◆ TASK INSTRUCTIONS
Reproduce the rows below word for word, beginning at the line containing "Prove me wrong or prove me right: there's a penguin with" and continuing through the line containing "141 57 182 127", with both of those lines included.

◆ THE DATA

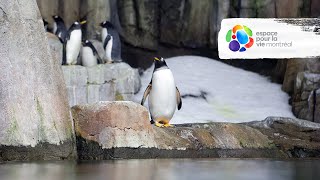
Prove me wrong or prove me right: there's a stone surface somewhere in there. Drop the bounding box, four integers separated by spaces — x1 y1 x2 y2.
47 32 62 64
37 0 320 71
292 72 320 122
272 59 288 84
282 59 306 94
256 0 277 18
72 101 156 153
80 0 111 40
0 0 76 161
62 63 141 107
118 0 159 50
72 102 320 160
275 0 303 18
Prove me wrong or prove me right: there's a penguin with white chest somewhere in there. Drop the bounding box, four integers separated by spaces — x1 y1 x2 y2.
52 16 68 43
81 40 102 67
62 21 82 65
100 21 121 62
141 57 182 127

==

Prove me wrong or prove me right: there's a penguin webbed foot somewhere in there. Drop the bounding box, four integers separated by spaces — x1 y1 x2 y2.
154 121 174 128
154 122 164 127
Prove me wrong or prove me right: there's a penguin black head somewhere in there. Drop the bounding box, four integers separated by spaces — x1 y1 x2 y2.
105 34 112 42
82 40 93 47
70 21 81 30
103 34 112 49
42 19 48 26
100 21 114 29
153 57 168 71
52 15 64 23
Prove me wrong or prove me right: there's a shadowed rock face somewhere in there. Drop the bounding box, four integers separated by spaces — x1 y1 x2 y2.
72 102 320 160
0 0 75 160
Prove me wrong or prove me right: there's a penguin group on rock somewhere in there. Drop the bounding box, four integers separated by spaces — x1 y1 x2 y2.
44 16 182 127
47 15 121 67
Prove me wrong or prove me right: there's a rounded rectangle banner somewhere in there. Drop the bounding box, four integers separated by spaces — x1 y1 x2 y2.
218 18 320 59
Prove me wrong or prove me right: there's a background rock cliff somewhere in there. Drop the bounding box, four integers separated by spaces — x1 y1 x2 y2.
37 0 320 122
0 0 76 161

◆ EXPECTED ANSWER
Prove me wrong or prove me right: there's a penguin with white chest somewhere in there. Drop the bounding box, four integers separated by spaces — x1 y1 x2 y2.
52 16 68 43
81 40 102 67
62 21 82 65
100 21 121 62
141 57 182 127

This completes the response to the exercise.